- _Source text_
··········
I lived in The Quay Cottage outside Doolin, Co Clare, late 1987 until early 1988. It was a one-storey building situated on the quay, on the edge of the harbour where you take the ferry to the Aran Islands.

At the time I was working in Dublin with the Waterboys and wanted to go west to learn more about Irish music. I was already classically trained in the violin, having studied at the College of Music on Chatham Row in Dublin.

Mike Rogers, one of our crew, rented a restored fisherman's cottage for me from a woman who lived in Lisdoonvarna. It was whitewashed and had an old slated roof. Inside it was still laid out as one big room with a bedroom off it. The main room had the traditional large open fireplace complete with seats. There was a little kitchen to one side, and settle seats were laid out all around the room. I didn't do a lot of cooking in those days - it was baked beans on toast or a fish supper from the chip shop. I had yet to discover the joys of lobster and seafood.

There was also a loft, which had been converted into another bedroom, and this was where I slept. The view from my little window was fairly bleak. There were no lights in the harbour and in winter it was a black space filled by the sound of the wind.

This was my first time living out west and I found it to be another world altogether, populated by characters that I'd long since thought had ceased to exist. This was late 1987, and Doolin's music scene was alive and kicking. I was there to watch, listen and learn.

The cottage was about a mile outside Doolin. You could hear the sessions in Gus O'Connor's pub from the cottage, which was about a half-mile walk away. O'Connor's was one of several pubs in the village and I remember the first time I walked into the place. Sharon Shannon was only 19 and she was playing with (bouzouki player) Eoin O'Neill. She was on the cusp of being discovered, and her playing made the hairs on the back of my neck stand on end.
··········
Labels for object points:
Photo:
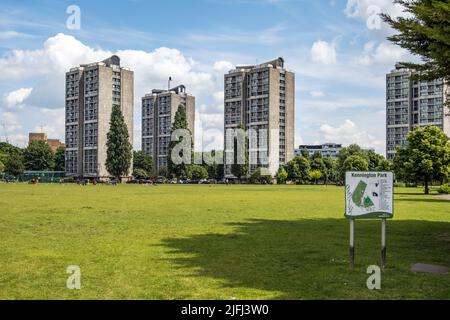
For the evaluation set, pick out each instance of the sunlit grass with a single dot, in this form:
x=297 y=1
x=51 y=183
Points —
x=212 y=242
··········
- _Task instructions_
1) Return everything in the Quay Cottage account from "Mike Rogers, one" down to "of the wind.".
2) Supply the next part of the Quay Cottage account, picking up after its final sentence.

- _Expected responses_
1)
Mike Rogers, one of our crew, rented a restored fisherman's cottage for me from a woman who lived in Lisdoonvarna. It was whitewashed and had an old slated roof. Inside it was still laid out as one big room with a bedroom off it. The main room had the traditional large open fireplace complete with seats. There was a little kitchen to one side, and settle seats were laid out all around the room. I didn't do a lot of cooking in those days - it was baked beans on toast or a fish supper from the chip shop. I had yet to discover the joys of lobster and seafood.

There was also a loft, which had been converted into another bedroom, and this was where I slept. The view from my little window was fairly bleak. There were no lights in the harbour and in winter it was a black space filled by the sound of the wind.

2)
Other great local talents included Miko Russell, a farmer and legendary tin whistle player. He'd swap tunes and play with other great players such as Mary Custy (fiddle), Kevin Griffin on banjo and Michel Bonamie, a Frenchman, on sax. I was just the fella from the Waterboys listening and learning to play tunes with them. After the pub, this merry band of musicians often followed me home to continue playing music.

We could play as long and as loud as we liked because I was neighbourless except for "The Dog" Guerin, an Aran islander who lived across the road, in a caravan that he shared with two Jack Russell dogs. He was a very dark and hardy man who used to row across to the islands in his oilskin curragh. He was notorious for starting rows with people, but he never gave me any grief over the music.

My home became the base for these sessions, which came to start ever earlier in the day. I remember one starting around midday when O'Neill and the singer/guitarist Niall Sheedy came.

We'd play all day, and before long I was starting to compose tunes. Looking over to Inis Oir, one of the Aran Islands, I was compelled to add an Irish verse to Woody Guthrie's This Land Is Your Land, which later featured on the Fisherman's Blues album.

I was a Dub born and bred, and while I'd always been interested in Irish music, my interest had always been very pedestrian. I was now immersed in the culture and learning about its origins and the oral tradition from the best. I got a glimpse of what pure traditional music was about - a tradition that was fast changing.

To an outsider such as me, Doolin in the mid-1980s was like a hidden Ireland. You'd see a old sean nos dancer performing and dancing on a door that had been taken off its hinges, dancing like he was on strings. I don't think you'd see that now. In contrast to that, you had the next generation in the guise of Sharon Shannon accompanying him on the accordion.

By early 1988 my Irish music apprenticeship was over. Mike Scott moved to Spiddal in Galway and all the Waterboys got involved there finishing the Fisherman's Blues album.

When I moved to Doolin I felt like I was living on the edge of the world and I was in my element. It was like I'd discovered that this was the way I was meant to live my life, and it was my time in Doolin that propelled me to want to live in the west. I moved to Sligo in 1991.